### Tareas a realizar
A – Según el texto sobre la protesta de los teólogos, ¿cuántos teólogos firmaron el escrito de protesta?
B – Imprime sin ninguna modificación el fragmento del texto sobre la protesta de los teólogos que va desde "Los teólogos levantan" hasta "del gran público.", ambos incluidos.
C – Indica si cada afirmación concuerda con el texto sobre la protesta de los teólogos y responde sí o no, citando literalmente las palabras del texto que lo deciden: (i) Todos los firmantes del escrito son personas de enorme prestigio. (ii) Entre los firmantes hay laicos. (iii) El escrito significa que el malestar extendido en muchos ámbitos de la Iglesia está aflorando a la superficie.

### Texto proporcionado
Los teólogos levantan la voz

Hace unos días saltó a las páginas de la prensa un escrito de protesta de 300 teólogos. Entre los autores los hay unos más moderados que otros, los hay de enorme prestigio y con una obra voluminosa a sus espaldas, aunque también se encuentran firmas de personas desconocidas. Los hay laicos, religiosos, presbíteros diocesanos… 

En mi opinión el escrito significa que el malestar extendido en muchos ámbitos de la Iglesia está aflorando a la superficie. Quien frecuente un poco los ambientes teológicos, pastorales o simplemente eclesiales (que no necesariamente eclesiásticos) percibe enseguida que muchas opiniones y muchas actuaciones de la base no sintonizan con las de las altas jerarquías. Y, a la larga, estas situaciones trascienden a los oídos del gran público.

### Material mostrado
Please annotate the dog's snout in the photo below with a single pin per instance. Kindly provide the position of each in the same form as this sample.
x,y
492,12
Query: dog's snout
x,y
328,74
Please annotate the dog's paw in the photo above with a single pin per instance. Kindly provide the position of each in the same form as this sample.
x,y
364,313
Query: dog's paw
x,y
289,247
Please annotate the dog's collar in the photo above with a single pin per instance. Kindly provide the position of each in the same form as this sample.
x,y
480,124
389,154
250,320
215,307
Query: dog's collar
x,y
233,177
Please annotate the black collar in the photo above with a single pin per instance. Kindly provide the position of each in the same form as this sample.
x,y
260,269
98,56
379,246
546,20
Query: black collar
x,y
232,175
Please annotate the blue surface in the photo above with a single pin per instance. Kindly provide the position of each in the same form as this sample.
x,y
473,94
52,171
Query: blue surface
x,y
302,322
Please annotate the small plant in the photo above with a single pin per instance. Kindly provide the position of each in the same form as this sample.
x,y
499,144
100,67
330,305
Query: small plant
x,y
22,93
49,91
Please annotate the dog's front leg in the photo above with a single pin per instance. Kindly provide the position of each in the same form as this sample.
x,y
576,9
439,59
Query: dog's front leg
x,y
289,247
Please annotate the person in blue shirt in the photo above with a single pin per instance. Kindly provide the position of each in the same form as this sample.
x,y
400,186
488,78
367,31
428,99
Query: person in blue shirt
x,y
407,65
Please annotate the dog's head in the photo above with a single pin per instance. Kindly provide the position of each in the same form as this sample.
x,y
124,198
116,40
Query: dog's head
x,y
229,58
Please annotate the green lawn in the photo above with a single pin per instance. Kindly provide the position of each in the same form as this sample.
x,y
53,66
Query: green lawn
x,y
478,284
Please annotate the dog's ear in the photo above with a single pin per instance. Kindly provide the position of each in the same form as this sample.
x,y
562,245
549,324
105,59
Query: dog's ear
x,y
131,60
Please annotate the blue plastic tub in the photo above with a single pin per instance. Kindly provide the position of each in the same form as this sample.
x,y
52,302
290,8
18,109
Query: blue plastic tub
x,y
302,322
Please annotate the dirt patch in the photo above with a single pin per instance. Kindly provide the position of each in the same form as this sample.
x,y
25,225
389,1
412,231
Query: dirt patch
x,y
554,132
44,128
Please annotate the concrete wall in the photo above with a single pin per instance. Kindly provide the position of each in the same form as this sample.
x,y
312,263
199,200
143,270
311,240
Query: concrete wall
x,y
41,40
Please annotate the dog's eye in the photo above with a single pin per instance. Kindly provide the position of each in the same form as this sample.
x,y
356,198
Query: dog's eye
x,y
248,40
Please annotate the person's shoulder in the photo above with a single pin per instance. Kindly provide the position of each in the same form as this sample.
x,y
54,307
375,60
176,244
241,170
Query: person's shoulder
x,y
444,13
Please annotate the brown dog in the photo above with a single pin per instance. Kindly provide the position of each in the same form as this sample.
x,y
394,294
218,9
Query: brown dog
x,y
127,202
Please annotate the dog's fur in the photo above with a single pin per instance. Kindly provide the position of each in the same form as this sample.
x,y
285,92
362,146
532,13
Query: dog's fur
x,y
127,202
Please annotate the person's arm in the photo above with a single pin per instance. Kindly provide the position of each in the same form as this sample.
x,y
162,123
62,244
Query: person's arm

### Respuestas por tarea
A – Lo firmaron 300 teólogos.

B –
Los teólogos levantan la voz

Hace unos días saltó a las páginas de la prensa un escrito de protesta de 300 teólogos. Entre los autores los hay unos más moderados que otros, los hay de enorme prestigio y con una obra voluminosa a sus espaldas, aunque también se encuentran firmas de personas desconocidas. Los hay laicos, religiosos, presbíteros diocesanos… 

En mi opinión el escrito significa que el malestar extendido en muchos ámbitos de la Iglesia está aflorando a la superficie. Quien frecuente un poco los ambientes teológicos, pastorales o simplemente eclesiales (que no necesariamente eclesiásticos) percibe enseguida que muchas opiniones y muchas actuaciones de la base no sintonizan con las de las altas jerarquías. Y, a la larga, estas situaciones trascienden a los oídos del gran público.

C –
(i) No: "aunque también se encuentran firmas de personas desconocidas".
(ii) Sí: "Los hay laicos, religiosos, presbíteros diocesanos…".
(iii) Sí: "el escrito significa que el malestar extendido en muchos ámbitos de la Iglesia está aflorando a la superficie".